WHAT IS BEING ASKED: Retype each of the lines below without changing anything, and leave out the pictures.

THE INPUT:

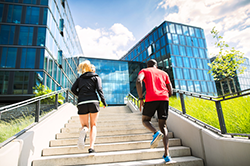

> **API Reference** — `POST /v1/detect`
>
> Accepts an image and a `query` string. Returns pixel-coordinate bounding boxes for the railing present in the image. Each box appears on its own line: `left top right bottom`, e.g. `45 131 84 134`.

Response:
0 89 77 148
128 89 250 139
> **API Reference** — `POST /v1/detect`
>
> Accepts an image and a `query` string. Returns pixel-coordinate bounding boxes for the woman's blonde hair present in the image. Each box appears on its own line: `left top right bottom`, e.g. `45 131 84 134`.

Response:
77 60 92 74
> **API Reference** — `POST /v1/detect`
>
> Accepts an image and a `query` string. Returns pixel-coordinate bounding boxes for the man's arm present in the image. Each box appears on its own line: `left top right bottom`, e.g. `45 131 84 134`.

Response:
166 82 173 97
136 73 144 111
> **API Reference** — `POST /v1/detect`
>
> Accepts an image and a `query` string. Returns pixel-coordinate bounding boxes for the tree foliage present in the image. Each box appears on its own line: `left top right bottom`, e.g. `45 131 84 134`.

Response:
33 84 64 104
208 27 245 80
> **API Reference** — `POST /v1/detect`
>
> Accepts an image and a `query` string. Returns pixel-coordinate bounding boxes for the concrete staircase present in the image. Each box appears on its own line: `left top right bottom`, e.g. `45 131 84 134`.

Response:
33 106 203 166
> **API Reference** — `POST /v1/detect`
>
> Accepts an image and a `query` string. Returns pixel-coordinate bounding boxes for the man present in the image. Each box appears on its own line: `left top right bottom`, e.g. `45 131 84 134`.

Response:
136 59 173 162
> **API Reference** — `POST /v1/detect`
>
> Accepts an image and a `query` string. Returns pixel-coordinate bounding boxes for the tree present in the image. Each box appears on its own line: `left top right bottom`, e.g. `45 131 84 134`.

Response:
208 27 245 95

SOLUTION:
> **API Reference** — `POST /v1/detect`
>
> Accepts an image and a `query` string. Returns pixel-coordinate bounding boxes for the railing present in the image. Each box appears on its own line: `left top right bottom`, e.g. `45 131 84 134`.

Response:
0 89 77 148
128 89 250 139
> **API Reference** — `POST /v1/detect`
>
> Accepts an image and a `query` string. Returns pixel-coordinate bounding boxes for the woman's blonde hair present in the image. Each box appears on its own line: `left top right bottom`, e.g. `45 131 84 134`.

Response:
77 60 92 74
> **API Reference** — `POST /v1/detect`
>
> Accepts an image and a `query` string. Returns pixel-coordinate bounding boxes for the man's arm present in the image. Each box appears on its own line: `left top right bottom`, e.g. `45 131 84 134`.

Response:
166 82 173 97
136 73 144 111
> **API Reference** — `POST /v1/detect`
>
> Accepts an image and a `query` string. Returns pixel-coordinate bounding boxes for the tree foliage present in the image. Each box appears on its own line: `left top right bottom`, e.g. `45 131 84 134`.

Response:
33 84 64 104
208 27 245 80
> **API Reference** — `POST /v1/detect`
>
> Accepts an image and a `query` string. Returns pixel-coordinate bounding boxes for the concrete staircase present in the image. Each box appears on its own line: `left top right bottom`, e.g. `45 131 84 134`.

Response:
33 106 203 166
> **API Reference** — `POST /v1/detect`
>
> Accepts an image and a `query` string. Returns pixel-coordinate bounding boxes for the man present in the image. Each box appears on its own line: `left top right bottom`, e.g. `45 131 84 134`.

Response:
136 59 173 162
> **API Reference** — `POST /v1/detect`
>
> Accepts an image and a `query` string. Returns pixel-coordinate bounding boxes for the tree present in the image. Each box appears on its own line: `left top right bottom`, e.g. `45 131 84 134`.

Response:
208 27 245 95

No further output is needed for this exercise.